** Opening Provided entries block **
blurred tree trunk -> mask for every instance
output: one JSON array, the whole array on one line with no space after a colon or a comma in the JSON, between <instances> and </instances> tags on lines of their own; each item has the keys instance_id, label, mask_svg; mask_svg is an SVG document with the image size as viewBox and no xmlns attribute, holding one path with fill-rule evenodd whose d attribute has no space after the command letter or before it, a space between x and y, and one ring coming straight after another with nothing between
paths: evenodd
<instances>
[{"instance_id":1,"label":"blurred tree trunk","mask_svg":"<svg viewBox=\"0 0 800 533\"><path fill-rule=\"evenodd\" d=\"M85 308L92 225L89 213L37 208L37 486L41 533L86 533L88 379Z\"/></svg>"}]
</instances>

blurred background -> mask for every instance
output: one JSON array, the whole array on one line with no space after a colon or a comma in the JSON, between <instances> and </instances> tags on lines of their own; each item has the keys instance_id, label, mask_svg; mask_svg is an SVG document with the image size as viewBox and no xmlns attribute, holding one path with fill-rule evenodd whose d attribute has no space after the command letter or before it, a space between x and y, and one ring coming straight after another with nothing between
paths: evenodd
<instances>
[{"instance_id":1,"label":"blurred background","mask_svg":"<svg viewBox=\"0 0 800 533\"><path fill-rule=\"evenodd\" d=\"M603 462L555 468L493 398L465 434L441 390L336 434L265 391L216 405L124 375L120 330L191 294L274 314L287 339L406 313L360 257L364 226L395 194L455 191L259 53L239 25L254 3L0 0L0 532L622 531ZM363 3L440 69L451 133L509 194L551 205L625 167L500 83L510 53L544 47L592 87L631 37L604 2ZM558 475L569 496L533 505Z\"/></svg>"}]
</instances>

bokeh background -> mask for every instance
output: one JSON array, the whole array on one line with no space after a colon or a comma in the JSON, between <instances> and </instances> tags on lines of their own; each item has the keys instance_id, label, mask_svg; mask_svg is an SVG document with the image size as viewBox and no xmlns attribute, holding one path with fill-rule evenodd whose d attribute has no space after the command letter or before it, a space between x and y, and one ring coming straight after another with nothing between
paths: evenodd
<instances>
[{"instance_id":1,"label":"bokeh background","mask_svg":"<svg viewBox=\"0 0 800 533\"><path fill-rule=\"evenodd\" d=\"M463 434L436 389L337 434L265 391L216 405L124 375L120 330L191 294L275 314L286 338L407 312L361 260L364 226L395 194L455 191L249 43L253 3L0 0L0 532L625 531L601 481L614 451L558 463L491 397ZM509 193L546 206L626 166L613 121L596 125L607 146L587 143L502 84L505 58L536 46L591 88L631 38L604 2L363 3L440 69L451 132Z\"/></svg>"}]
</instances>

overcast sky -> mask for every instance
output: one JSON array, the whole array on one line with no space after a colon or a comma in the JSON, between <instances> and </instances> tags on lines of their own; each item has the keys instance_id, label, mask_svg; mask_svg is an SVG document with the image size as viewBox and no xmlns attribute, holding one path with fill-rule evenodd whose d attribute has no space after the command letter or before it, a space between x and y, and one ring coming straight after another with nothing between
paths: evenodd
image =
** Closing Provided entries block **
→ **Exercise description**
What is wanted is the number of lines holding "every" in the entries. Nothing else should be given.

→ **Solution to the exercise**
4